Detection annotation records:
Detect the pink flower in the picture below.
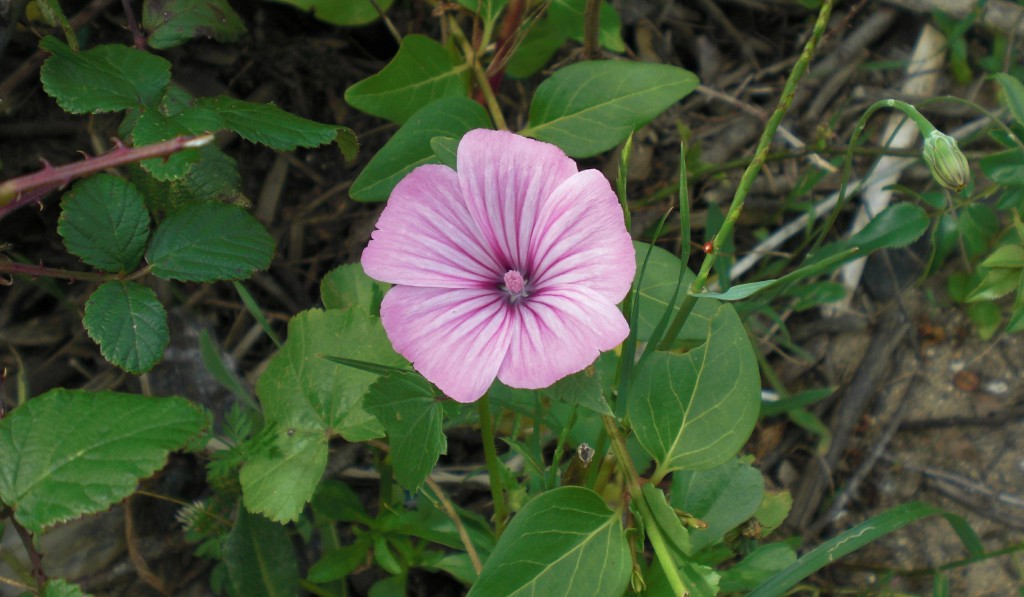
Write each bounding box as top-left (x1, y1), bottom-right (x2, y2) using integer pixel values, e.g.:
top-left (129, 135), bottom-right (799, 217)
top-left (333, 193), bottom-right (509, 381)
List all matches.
top-left (362, 129), bottom-right (636, 402)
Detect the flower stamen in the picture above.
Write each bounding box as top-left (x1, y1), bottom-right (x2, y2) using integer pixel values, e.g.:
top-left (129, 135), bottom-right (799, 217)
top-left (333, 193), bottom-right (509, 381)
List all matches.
top-left (504, 269), bottom-right (526, 302)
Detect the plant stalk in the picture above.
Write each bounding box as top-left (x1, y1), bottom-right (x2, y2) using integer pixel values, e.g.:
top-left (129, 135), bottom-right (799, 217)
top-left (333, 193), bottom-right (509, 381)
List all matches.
top-left (476, 394), bottom-right (509, 539)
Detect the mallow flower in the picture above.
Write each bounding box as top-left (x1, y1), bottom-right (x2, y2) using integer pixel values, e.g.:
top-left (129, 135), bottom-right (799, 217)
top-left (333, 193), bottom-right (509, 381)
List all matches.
top-left (362, 129), bottom-right (636, 402)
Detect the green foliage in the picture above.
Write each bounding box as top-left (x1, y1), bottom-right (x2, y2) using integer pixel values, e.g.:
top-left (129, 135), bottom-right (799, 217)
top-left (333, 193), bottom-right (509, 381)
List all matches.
top-left (145, 203), bottom-right (273, 282)
top-left (39, 36), bottom-right (171, 114)
top-left (142, 0), bottom-right (246, 50)
top-left (629, 304), bottom-right (761, 478)
top-left (364, 374), bottom-right (447, 491)
top-left (224, 508), bottom-right (299, 597)
top-left (82, 282), bottom-right (171, 374)
top-left (345, 35), bottom-right (470, 124)
top-left (521, 60), bottom-right (698, 158)
top-left (0, 388), bottom-right (207, 532)
top-left (469, 487), bottom-right (632, 597)
top-left (241, 309), bottom-right (404, 521)
top-left (57, 174), bottom-right (150, 272)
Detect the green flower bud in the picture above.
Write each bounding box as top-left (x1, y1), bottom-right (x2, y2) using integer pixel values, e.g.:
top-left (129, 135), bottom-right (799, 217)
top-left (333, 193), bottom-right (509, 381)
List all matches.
top-left (922, 129), bottom-right (971, 193)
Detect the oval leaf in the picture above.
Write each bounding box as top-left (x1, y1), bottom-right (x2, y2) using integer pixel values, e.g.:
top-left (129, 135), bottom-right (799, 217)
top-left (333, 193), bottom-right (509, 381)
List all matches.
top-left (629, 299), bottom-right (761, 478)
top-left (348, 97), bottom-right (490, 201)
top-left (82, 282), bottom-right (171, 375)
top-left (521, 60), bottom-right (698, 158)
top-left (364, 373), bottom-right (447, 491)
top-left (145, 203), bottom-right (273, 282)
top-left (0, 388), bottom-right (207, 532)
top-left (241, 309), bottom-right (406, 521)
top-left (345, 35), bottom-right (469, 124)
top-left (469, 486), bottom-right (633, 597)
top-left (224, 508), bottom-right (299, 597)
top-left (57, 174), bottom-right (150, 271)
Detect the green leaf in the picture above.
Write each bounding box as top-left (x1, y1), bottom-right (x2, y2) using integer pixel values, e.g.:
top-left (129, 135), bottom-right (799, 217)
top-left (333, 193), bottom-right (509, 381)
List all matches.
top-left (348, 97), bottom-right (490, 201)
top-left (720, 543), bottom-right (797, 593)
top-left (807, 203), bottom-right (931, 265)
top-left (521, 60), bottom-right (698, 158)
top-left (57, 173), bottom-right (150, 271)
top-left (145, 203), bottom-right (273, 282)
top-left (640, 483), bottom-right (693, 558)
top-left (981, 245), bottom-right (1024, 269)
top-left (39, 36), bottom-right (171, 114)
top-left (629, 303), bottom-right (761, 478)
top-left (0, 388), bottom-right (207, 534)
top-left (142, 0), bottom-right (246, 50)
top-left (264, 0), bottom-right (394, 27)
top-left (43, 579), bottom-right (86, 597)
top-left (364, 373), bottom-right (447, 492)
top-left (82, 282), bottom-right (171, 375)
top-left (469, 487), bottom-right (632, 597)
top-left (991, 73), bottom-right (1024, 123)
top-left (748, 502), bottom-right (954, 597)
top-left (345, 35), bottom-right (470, 124)
top-left (672, 459), bottom-right (765, 552)
top-left (241, 309), bottom-right (407, 521)
top-left (224, 507), bottom-right (299, 597)
top-left (196, 95), bottom-right (339, 152)
top-left (321, 263), bottom-right (391, 315)
top-left (980, 148), bottom-right (1024, 186)
top-left (964, 267), bottom-right (1021, 303)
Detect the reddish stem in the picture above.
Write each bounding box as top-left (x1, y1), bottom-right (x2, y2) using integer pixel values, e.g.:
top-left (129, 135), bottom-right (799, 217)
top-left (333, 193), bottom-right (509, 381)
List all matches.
top-left (0, 133), bottom-right (213, 209)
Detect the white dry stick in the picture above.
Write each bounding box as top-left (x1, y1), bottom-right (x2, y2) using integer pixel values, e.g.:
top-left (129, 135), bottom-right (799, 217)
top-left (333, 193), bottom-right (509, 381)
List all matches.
top-left (825, 24), bottom-right (946, 314)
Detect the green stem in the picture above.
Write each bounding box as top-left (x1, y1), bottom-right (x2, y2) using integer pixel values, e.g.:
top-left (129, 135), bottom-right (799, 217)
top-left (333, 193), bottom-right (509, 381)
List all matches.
top-left (601, 415), bottom-right (689, 595)
top-left (665, 0), bottom-right (833, 344)
top-left (476, 394), bottom-right (509, 538)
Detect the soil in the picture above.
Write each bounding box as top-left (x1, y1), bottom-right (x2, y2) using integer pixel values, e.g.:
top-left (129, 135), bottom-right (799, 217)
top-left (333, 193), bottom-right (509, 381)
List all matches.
top-left (0, 0), bottom-right (1024, 596)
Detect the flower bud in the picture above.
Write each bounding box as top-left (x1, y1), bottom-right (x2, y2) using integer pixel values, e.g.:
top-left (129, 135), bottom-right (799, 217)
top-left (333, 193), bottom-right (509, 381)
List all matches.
top-left (922, 129), bottom-right (971, 193)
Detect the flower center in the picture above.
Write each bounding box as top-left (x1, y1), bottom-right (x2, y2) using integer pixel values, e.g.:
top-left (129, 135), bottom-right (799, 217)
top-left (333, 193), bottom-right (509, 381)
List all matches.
top-left (504, 269), bottom-right (527, 302)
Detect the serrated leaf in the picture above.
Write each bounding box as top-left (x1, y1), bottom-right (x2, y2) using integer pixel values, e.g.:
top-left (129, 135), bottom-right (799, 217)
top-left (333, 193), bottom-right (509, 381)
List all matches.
top-left (469, 487), bottom-right (632, 597)
top-left (364, 373), bottom-right (447, 492)
top-left (321, 263), bottom-right (391, 315)
top-left (57, 173), bottom-right (150, 271)
top-left (273, 0), bottom-right (394, 27)
top-left (672, 459), bottom-right (765, 552)
top-left (348, 97), bottom-right (490, 201)
top-left (345, 35), bottom-right (470, 124)
top-left (131, 102), bottom-right (204, 180)
top-left (196, 95), bottom-right (338, 152)
top-left (0, 388), bottom-right (207, 532)
top-left (39, 36), bottom-right (171, 114)
top-left (241, 309), bottom-right (406, 521)
top-left (142, 0), bottom-right (246, 50)
top-left (521, 60), bottom-right (698, 158)
top-left (145, 203), bottom-right (273, 282)
top-left (224, 507), bottom-right (299, 597)
top-left (82, 282), bottom-right (171, 375)
top-left (629, 303), bottom-right (761, 478)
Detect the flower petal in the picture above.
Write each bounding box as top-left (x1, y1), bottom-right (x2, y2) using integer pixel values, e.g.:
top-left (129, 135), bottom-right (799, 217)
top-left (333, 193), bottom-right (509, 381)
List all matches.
top-left (527, 170), bottom-right (636, 303)
top-left (361, 165), bottom-right (507, 288)
top-left (498, 287), bottom-right (630, 389)
top-left (458, 129), bottom-right (577, 269)
top-left (381, 286), bottom-right (512, 402)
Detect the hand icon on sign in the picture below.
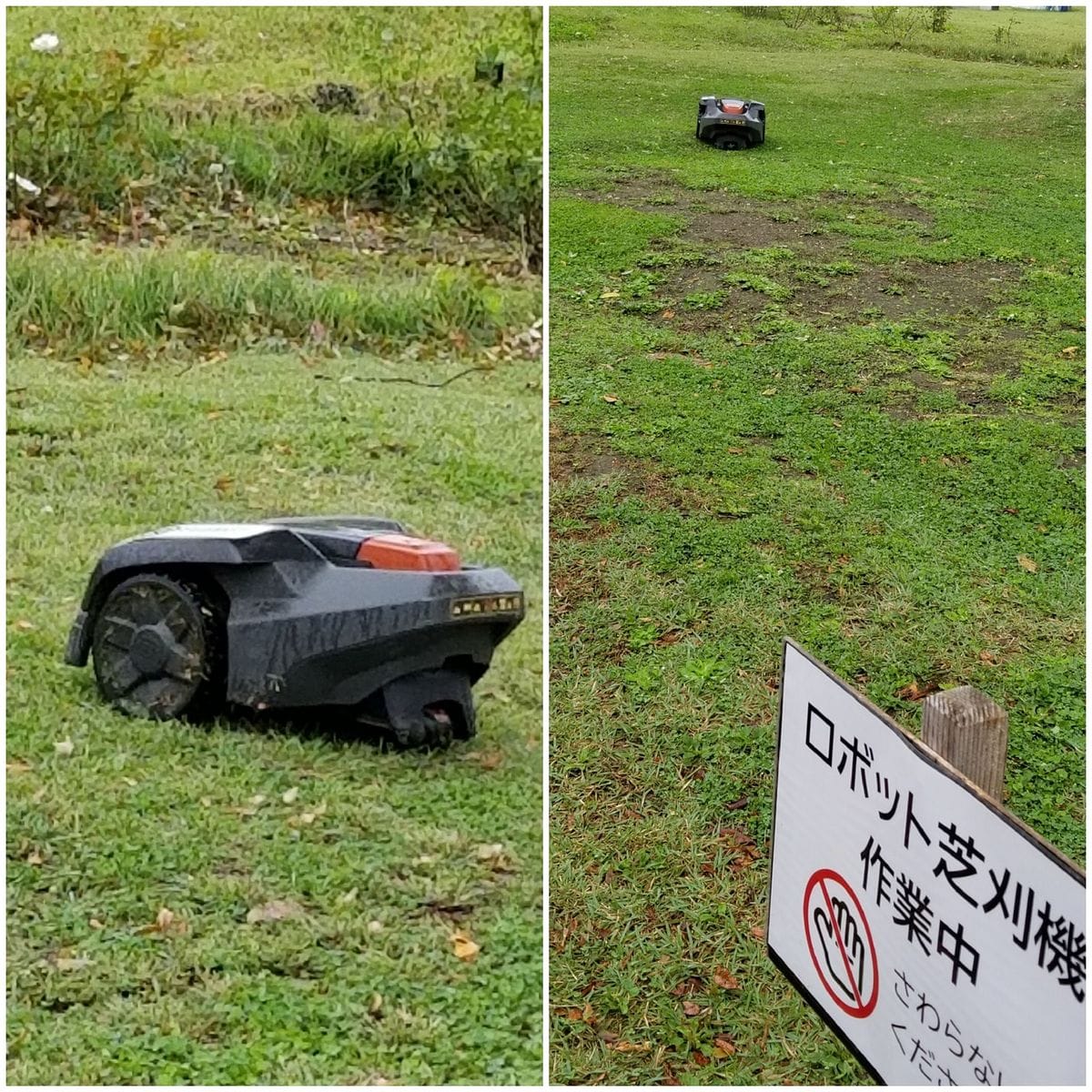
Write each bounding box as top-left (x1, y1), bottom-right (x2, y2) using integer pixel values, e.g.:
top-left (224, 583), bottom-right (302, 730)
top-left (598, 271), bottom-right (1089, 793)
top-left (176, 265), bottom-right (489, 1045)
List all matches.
top-left (814, 895), bottom-right (864, 1005)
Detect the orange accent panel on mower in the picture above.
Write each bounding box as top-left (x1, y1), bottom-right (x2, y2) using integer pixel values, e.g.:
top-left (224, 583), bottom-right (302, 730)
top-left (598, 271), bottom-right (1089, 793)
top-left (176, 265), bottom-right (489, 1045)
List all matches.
top-left (356, 535), bottom-right (462, 572)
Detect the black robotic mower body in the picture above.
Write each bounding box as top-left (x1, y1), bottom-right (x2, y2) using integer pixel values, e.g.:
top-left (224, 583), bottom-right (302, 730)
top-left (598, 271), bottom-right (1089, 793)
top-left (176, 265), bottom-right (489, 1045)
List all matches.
top-left (65, 517), bottom-right (524, 746)
top-left (694, 95), bottom-right (765, 152)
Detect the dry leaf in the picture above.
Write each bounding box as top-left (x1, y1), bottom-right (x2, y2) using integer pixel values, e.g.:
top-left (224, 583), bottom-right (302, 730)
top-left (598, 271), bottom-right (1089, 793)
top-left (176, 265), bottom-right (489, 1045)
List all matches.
top-left (466, 752), bottom-right (504, 770)
top-left (54, 956), bottom-right (91, 971)
top-left (671, 976), bottom-right (705, 997)
top-left (451, 929), bottom-right (481, 963)
top-left (247, 899), bottom-right (304, 925)
top-left (895, 679), bottom-right (940, 701)
top-left (288, 801), bottom-right (327, 826)
top-left (713, 966), bottom-right (739, 989)
top-left (476, 842), bottom-right (515, 873)
top-left (713, 1032), bottom-right (736, 1058)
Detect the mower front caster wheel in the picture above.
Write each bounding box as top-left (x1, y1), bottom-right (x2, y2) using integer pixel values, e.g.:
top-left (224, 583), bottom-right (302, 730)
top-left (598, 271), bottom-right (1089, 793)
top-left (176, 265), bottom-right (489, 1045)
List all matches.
top-left (713, 133), bottom-right (747, 152)
top-left (91, 572), bottom-right (224, 721)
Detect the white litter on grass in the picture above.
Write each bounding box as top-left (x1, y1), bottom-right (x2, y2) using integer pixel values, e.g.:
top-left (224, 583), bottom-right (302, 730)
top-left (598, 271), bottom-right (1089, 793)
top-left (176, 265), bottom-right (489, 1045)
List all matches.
top-left (7, 170), bottom-right (42, 197)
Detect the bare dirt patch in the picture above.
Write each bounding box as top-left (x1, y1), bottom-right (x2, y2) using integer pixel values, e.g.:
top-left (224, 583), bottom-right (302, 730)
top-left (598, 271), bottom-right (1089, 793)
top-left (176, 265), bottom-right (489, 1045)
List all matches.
top-left (785, 261), bottom-right (1020, 326)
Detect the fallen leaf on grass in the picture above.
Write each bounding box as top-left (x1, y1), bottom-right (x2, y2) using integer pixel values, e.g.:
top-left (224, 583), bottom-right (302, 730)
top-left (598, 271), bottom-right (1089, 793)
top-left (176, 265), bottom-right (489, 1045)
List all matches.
top-left (54, 956), bottom-right (92, 971)
top-left (136, 906), bottom-right (189, 937)
top-left (672, 976), bottom-right (705, 997)
top-left (713, 966), bottom-right (739, 989)
top-left (713, 1034), bottom-right (736, 1058)
top-left (476, 842), bottom-right (515, 873)
top-left (247, 899), bottom-right (304, 925)
top-left (288, 801), bottom-right (327, 826)
top-left (607, 1038), bottom-right (652, 1054)
top-left (451, 929), bottom-right (481, 963)
top-left (895, 679), bottom-right (940, 701)
top-left (466, 752), bottom-right (504, 770)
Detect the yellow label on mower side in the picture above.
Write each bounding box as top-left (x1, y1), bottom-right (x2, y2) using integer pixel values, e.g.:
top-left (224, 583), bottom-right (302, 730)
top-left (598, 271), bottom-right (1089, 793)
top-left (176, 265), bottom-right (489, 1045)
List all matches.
top-left (451, 595), bottom-right (523, 618)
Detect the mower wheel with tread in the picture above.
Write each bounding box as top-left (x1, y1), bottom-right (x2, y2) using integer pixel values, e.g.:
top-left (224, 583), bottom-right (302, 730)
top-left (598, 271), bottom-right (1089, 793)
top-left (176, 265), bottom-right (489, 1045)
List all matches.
top-left (91, 572), bottom-right (226, 721)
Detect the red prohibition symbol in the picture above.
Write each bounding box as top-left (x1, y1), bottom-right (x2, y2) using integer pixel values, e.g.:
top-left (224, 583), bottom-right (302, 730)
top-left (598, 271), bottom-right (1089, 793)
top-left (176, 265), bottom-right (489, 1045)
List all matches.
top-left (804, 868), bottom-right (880, 1020)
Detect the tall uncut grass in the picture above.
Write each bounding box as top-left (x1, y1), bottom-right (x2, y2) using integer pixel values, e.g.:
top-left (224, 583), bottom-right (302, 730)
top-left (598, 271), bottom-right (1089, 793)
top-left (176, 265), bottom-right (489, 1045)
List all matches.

The problem => Could you extract every line from the one containing "Detect the mallow" down to the one containing "top-left (57, 174), bottom-right (150, 272)", both included, and reproduce them without any change?

Correct response =>
Detect the mallow flower in the picture above.
Write each bounding box as top-left (x1, y1), bottom-right (x2, y2) using integer pixel values, e.g.:
top-left (129, 135), bottom-right (799, 217)
top-left (333, 193), bottom-right (509, 381)
List all matches.
top-left (362, 129), bottom-right (636, 402)
Detect the green foliage in the picture above.
Write each bounding box as top-left (x1, y1), bottom-right (x2, y2) using integer pixel values, e.g.:
top-left (129, 135), bottom-right (799, 217)
top-left (333, 193), bottom-right (509, 381)
List all matches.
top-left (145, 203), bottom-right (273, 282)
top-left (39, 36), bottom-right (171, 114)
top-left (142, 0), bottom-right (246, 50)
top-left (629, 304), bottom-right (761, 478)
top-left (364, 374), bottom-right (447, 491)
top-left (224, 508), bottom-right (299, 597)
top-left (82, 282), bottom-right (171, 374)
top-left (345, 35), bottom-right (470, 124)
top-left (521, 60), bottom-right (698, 158)
top-left (0, 388), bottom-right (207, 532)
top-left (469, 487), bottom-right (632, 597)
top-left (241, 309), bottom-right (404, 521)
top-left (57, 174), bottom-right (150, 272)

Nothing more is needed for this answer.